SOURCE DOCUMENT

╔══

E.W. (Elbridge) Bartley Jr. is a resident of the Missouri Veterans Home in Cape Girardeau. He served more than 40 years as a United Methodist pastor. On Aug. 6, 1945, Rev. Bartley was Lt. Bartley on the island of Saipan in the South Pacific, far from home and attached to the Second Marine Division. ...

E.W. (Elbridge) Bartley Jr. is a resident of the Missouri Veterans Home in Cape Girardeau. He served more than 40 years as a United Methodist pastor. On Aug. 6, 1945, Rev. Bartley was Lt. Bartley on the island of Saipan in the South Pacific, far from home and attached to the Second Marine Division. The B-29s leaving the air base on nearby Tinian would fly over his encampment, causing the flaps on his chaplain's tent to rustle noisily. On that particular morning, however, the planes left so early Lt. Bartley didn't hear a thing. He didn't know until it was over the magnitude of what that air convoy had done.

Lt. Bartley was preparing -- as his entire division was -- for the expected invasion of Japan that fall. For him and for his comrades, it was a gruesome prospect. The Japanese would be protecting their home turf fiercely. Many Americans would certainly die in the assault.

╚══

Raw records
╔══

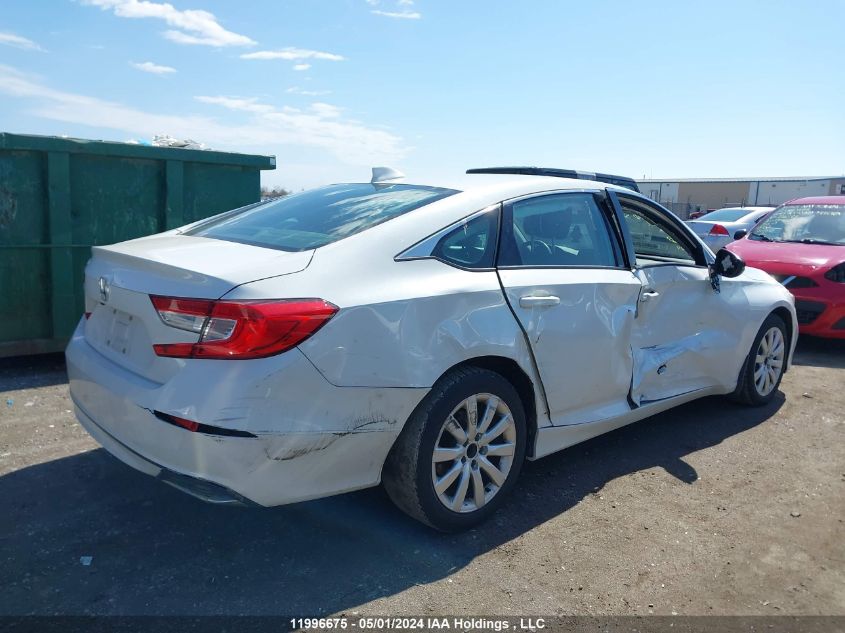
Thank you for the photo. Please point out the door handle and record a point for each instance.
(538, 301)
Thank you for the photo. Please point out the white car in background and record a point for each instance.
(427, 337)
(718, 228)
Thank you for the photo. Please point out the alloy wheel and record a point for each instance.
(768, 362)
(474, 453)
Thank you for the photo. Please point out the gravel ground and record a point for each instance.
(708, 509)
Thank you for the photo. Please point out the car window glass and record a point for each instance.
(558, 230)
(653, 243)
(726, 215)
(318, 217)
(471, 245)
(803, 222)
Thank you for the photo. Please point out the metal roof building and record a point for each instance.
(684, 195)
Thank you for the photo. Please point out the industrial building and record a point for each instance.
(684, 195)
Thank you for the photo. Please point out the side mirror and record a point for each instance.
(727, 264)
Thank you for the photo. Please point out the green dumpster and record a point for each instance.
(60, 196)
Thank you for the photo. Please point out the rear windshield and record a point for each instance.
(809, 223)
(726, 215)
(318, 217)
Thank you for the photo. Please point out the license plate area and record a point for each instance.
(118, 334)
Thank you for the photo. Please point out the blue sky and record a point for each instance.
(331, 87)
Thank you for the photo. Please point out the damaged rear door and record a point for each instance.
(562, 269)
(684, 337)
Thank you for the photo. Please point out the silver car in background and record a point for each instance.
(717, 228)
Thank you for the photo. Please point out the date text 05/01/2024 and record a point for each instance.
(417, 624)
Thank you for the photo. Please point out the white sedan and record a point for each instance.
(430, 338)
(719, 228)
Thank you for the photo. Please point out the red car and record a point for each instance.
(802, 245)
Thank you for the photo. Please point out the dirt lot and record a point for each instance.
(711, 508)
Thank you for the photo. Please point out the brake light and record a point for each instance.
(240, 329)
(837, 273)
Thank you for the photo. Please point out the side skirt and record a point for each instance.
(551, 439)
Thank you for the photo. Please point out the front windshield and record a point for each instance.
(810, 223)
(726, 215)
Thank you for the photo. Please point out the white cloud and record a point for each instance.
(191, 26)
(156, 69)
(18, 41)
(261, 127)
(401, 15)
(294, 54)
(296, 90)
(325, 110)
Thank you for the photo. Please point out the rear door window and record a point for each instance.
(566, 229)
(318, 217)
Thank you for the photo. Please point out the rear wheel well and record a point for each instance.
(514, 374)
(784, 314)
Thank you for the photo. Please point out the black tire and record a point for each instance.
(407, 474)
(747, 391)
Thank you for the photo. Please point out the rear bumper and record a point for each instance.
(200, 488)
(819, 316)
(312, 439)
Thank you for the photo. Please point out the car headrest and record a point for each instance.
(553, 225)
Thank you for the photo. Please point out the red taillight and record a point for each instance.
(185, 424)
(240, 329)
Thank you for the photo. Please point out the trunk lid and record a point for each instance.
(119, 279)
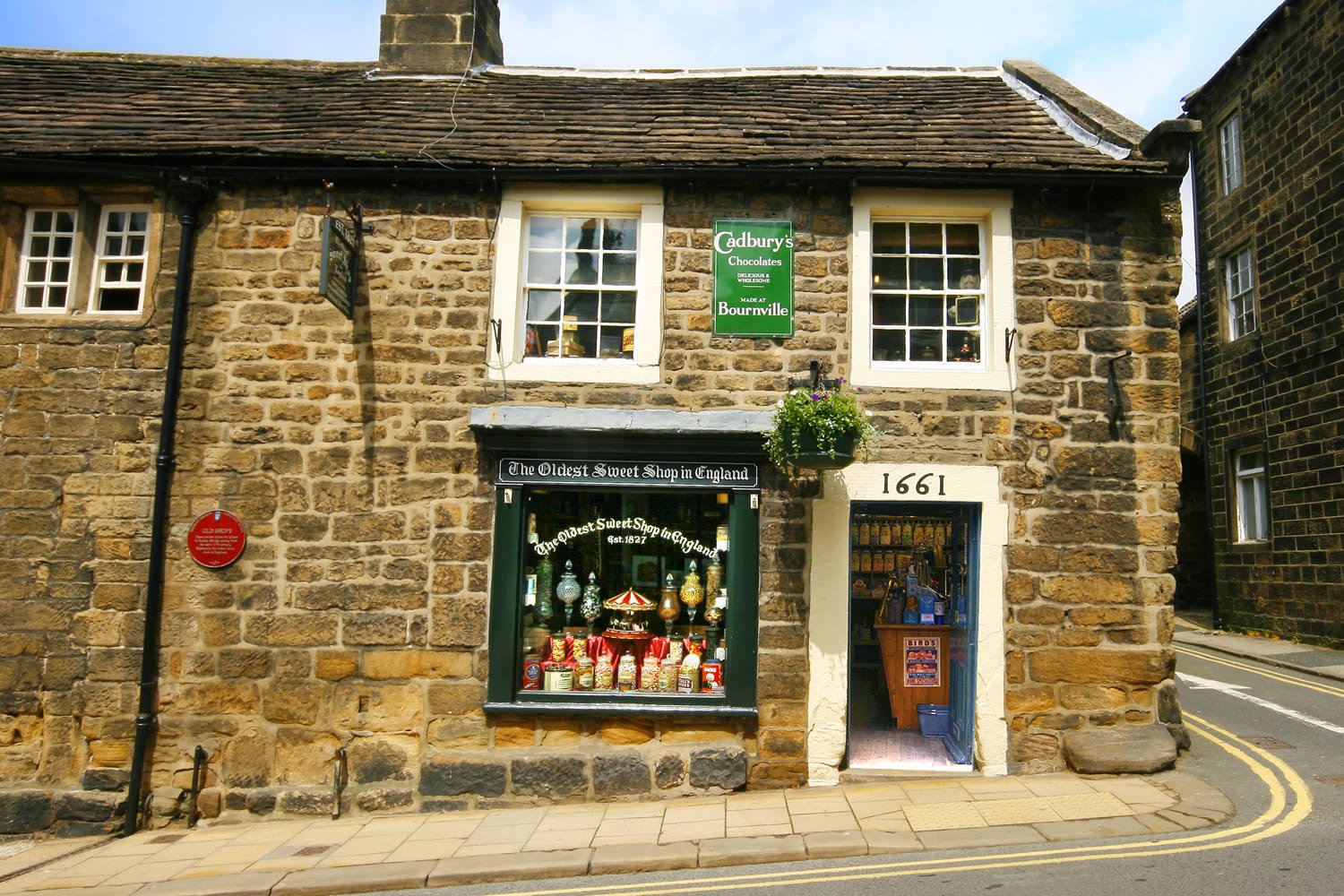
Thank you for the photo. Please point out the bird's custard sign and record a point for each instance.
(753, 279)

╚══

TASK SET
1) According to the article about E.W. Bartley Jr., which military unit was he attached to on Saipan?
2) Reproduce the article about E.W. Bartley Jr. from "Lt. Bartley was" to "in the assault.".
The raw records have no role in this work.

SOLVED PROBLEMS
1) He was attached to the Second Marine Division.

2)
Lt. Bartley was preparing -- as his entire division was -- for the expected invasion of Japan that fall. For him and for his comrades, it was a gruesome prospect. The Japanese would be protecting their home turf fiercely. Many Americans would certainly die in the assault.